**WORK INSTRUCTIONS**:
The required output is a copy of each line in the material below that includes "query".
======== SOURCE DATA
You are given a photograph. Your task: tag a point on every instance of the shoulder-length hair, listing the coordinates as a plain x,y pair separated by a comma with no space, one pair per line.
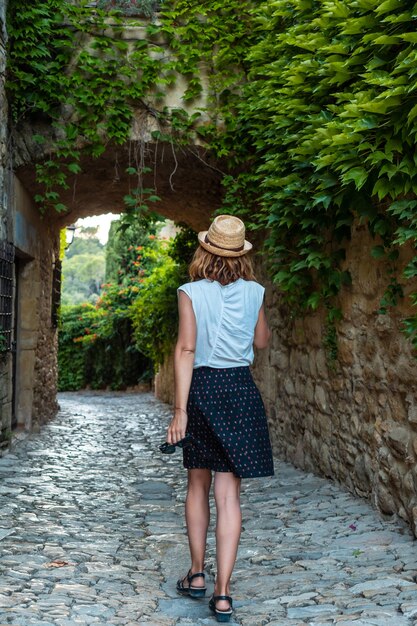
223,269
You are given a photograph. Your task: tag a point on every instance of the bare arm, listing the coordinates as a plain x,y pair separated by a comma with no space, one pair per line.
183,367
262,332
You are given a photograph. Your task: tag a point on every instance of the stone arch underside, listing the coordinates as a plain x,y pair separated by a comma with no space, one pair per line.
186,179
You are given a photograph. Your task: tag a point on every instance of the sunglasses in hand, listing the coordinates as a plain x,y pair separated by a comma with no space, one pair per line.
169,448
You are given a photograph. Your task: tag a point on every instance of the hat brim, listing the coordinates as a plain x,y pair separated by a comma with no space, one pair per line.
247,247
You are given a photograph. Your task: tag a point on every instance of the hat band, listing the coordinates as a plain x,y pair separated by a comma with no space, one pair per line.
215,245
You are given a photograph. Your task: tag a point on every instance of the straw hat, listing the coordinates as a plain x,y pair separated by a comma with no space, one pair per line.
225,237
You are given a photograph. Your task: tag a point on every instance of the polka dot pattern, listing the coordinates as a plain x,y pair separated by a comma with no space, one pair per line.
226,417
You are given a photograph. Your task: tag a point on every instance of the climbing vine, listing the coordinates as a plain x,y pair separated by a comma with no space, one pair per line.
312,105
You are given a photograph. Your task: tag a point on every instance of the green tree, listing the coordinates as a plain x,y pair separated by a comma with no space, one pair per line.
83,276
128,237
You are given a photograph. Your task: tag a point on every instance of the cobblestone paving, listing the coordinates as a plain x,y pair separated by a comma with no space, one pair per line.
91,532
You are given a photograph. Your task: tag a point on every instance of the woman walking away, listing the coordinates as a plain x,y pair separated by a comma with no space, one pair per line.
217,405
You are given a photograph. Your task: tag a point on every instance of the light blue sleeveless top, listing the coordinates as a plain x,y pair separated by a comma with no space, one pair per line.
226,317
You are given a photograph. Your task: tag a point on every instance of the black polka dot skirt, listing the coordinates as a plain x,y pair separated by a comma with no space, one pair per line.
226,417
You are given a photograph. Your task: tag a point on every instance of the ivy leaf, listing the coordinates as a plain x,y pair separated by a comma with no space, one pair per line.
378,252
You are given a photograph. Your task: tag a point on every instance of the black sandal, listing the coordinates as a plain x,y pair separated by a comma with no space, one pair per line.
221,615
193,592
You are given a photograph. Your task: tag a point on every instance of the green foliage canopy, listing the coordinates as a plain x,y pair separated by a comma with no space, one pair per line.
314,105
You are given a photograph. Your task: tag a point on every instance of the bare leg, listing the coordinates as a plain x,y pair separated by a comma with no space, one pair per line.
228,527
197,515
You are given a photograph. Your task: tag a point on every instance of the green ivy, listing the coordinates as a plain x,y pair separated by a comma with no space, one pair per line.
312,108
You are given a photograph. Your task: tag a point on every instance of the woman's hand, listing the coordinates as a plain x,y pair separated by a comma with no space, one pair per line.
178,426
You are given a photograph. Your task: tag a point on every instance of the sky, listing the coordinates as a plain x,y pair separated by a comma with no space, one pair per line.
102,222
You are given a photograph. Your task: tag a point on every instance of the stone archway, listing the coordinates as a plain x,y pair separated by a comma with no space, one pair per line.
189,186
187,181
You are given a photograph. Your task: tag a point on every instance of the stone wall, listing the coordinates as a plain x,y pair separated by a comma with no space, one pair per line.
356,423
37,248
5,360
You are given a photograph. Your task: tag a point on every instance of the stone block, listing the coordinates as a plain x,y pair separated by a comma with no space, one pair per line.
398,439
320,398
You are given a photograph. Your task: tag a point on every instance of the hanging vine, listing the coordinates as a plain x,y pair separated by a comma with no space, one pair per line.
313,104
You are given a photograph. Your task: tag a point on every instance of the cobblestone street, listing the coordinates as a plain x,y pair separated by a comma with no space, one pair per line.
92,532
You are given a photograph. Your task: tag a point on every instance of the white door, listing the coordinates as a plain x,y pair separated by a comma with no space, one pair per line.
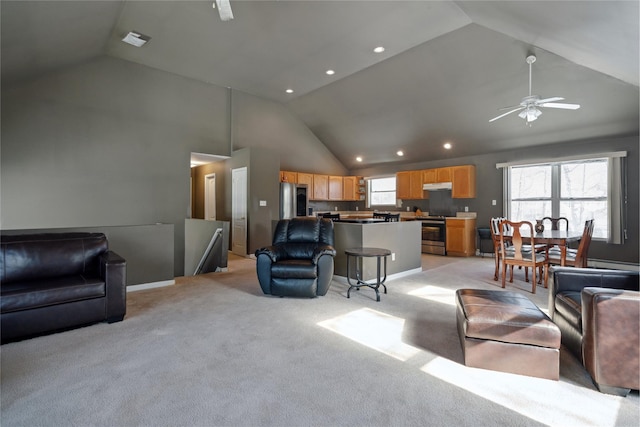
210,197
239,211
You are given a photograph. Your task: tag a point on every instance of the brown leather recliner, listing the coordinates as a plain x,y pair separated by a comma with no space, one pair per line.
598,312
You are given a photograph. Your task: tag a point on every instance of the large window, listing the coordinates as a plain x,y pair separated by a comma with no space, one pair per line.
381,191
577,190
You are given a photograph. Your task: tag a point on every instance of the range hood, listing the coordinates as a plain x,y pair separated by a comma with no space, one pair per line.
437,186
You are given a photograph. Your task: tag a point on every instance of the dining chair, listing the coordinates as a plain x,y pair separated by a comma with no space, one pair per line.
556,222
516,255
495,238
574,257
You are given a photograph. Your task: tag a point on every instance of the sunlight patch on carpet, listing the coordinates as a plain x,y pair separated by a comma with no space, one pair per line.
542,400
435,293
376,330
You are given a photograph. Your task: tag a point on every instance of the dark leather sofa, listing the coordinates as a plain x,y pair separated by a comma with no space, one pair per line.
598,313
58,281
300,260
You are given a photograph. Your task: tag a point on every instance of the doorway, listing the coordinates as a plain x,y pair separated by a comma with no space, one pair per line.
239,211
210,197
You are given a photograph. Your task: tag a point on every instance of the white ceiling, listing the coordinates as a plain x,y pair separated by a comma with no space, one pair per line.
447,68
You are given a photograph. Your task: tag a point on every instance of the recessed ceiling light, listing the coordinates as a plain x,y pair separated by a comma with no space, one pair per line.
136,39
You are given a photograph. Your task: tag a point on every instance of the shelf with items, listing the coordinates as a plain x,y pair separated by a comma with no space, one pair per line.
361,188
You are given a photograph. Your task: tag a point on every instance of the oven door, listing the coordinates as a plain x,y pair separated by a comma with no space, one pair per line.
433,237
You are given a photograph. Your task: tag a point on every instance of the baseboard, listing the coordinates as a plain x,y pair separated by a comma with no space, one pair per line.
343,279
143,286
614,265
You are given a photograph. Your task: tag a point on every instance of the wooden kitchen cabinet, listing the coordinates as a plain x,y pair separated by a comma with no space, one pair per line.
409,185
461,237
464,182
443,174
349,188
431,176
306,178
287,176
335,187
320,187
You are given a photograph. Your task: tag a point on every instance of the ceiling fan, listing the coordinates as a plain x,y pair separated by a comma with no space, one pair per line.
529,105
224,9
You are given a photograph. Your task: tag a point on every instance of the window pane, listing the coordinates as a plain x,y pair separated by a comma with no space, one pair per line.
530,211
383,184
382,191
583,180
531,182
383,198
578,211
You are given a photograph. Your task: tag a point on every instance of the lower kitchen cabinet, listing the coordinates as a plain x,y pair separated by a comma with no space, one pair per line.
461,236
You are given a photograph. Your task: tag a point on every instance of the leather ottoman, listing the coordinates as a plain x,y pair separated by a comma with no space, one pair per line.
505,331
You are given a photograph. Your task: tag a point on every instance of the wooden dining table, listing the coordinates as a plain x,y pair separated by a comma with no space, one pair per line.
551,237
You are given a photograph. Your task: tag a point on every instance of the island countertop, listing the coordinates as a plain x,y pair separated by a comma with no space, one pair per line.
402,238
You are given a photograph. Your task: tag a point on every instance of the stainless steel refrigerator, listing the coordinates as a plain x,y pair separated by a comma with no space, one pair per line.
294,200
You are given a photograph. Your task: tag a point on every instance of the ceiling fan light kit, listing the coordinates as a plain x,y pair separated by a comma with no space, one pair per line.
224,9
529,105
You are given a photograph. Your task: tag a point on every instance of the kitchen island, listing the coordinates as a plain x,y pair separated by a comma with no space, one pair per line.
403,239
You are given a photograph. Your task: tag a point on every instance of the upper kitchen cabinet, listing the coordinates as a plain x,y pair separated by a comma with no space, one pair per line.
335,188
409,185
463,179
320,187
306,178
287,176
443,174
432,176
349,188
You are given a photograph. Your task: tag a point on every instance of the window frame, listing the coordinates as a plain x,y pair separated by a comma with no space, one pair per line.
556,199
370,191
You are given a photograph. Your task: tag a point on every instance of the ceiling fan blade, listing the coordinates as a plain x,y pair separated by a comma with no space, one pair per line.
554,99
560,105
507,113
510,107
224,9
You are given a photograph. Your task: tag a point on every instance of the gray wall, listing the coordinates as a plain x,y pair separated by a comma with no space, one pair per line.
108,143
489,185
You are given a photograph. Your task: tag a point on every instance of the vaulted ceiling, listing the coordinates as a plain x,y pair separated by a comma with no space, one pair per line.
447,68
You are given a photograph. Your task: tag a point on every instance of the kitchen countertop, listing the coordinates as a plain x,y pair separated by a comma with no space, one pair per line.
360,220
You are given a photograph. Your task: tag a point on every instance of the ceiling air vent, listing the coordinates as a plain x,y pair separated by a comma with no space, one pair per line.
136,39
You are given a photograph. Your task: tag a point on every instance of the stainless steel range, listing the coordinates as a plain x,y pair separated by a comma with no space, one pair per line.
434,235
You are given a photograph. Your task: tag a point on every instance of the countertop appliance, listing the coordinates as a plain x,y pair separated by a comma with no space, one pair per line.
434,235
294,200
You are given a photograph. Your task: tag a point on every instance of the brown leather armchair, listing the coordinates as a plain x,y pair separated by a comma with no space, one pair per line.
598,313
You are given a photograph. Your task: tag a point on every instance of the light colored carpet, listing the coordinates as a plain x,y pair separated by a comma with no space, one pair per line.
213,350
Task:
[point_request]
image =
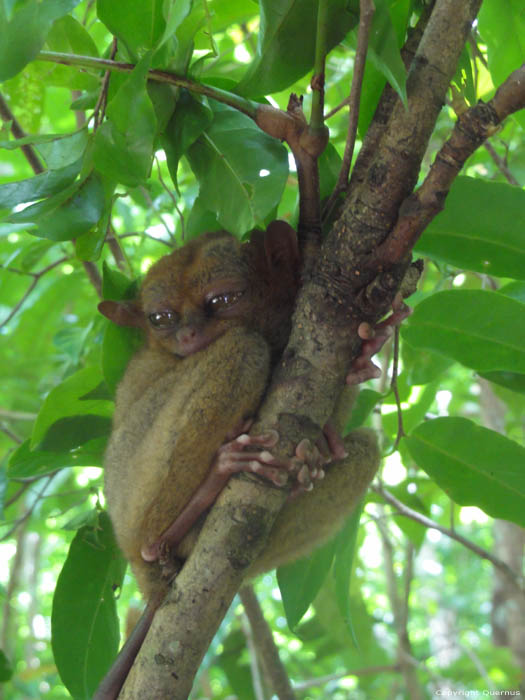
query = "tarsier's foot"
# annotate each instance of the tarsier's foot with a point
(374, 337)
(302, 469)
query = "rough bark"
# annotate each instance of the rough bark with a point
(343, 290)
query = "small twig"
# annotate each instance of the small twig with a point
(100, 107)
(17, 131)
(367, 671)
(257, 681)
(10, 433)
(134, 234)
(116, 250)
(366, 15)
(395, 389)
(36, 278)
(17, 495)
(172, 197)
(472, 128)
(17, 415)
(265, 645)
(94, 277)
(501, 164)
(427, 522)
(31, 509)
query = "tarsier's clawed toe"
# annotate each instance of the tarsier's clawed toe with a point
(374, 337)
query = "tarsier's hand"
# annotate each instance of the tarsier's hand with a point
(301, 470)
(374, 337)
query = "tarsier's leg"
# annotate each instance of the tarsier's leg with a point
(374, 337)
(232, 458)
(311, 518)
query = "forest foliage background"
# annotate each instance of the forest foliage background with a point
(87, 204)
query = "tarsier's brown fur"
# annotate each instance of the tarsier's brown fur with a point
(198, 378)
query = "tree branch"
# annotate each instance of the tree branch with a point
(366, 15)
(472, 128)
(304, 388)
(265, 645)
(427, 522)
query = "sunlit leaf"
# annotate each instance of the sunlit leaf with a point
================
**TASK ANSWER**:
query = "tarsier's foot"
query = "rough bark"
query = "small twig"
query = "tarsier's clawed toe"
query = "tarsier's hand"
query = "tarsier's leg"
query = "forest foliage background"
query = "tarsier's brown fur"
query = "tree branch"
query = "sunlit leaf"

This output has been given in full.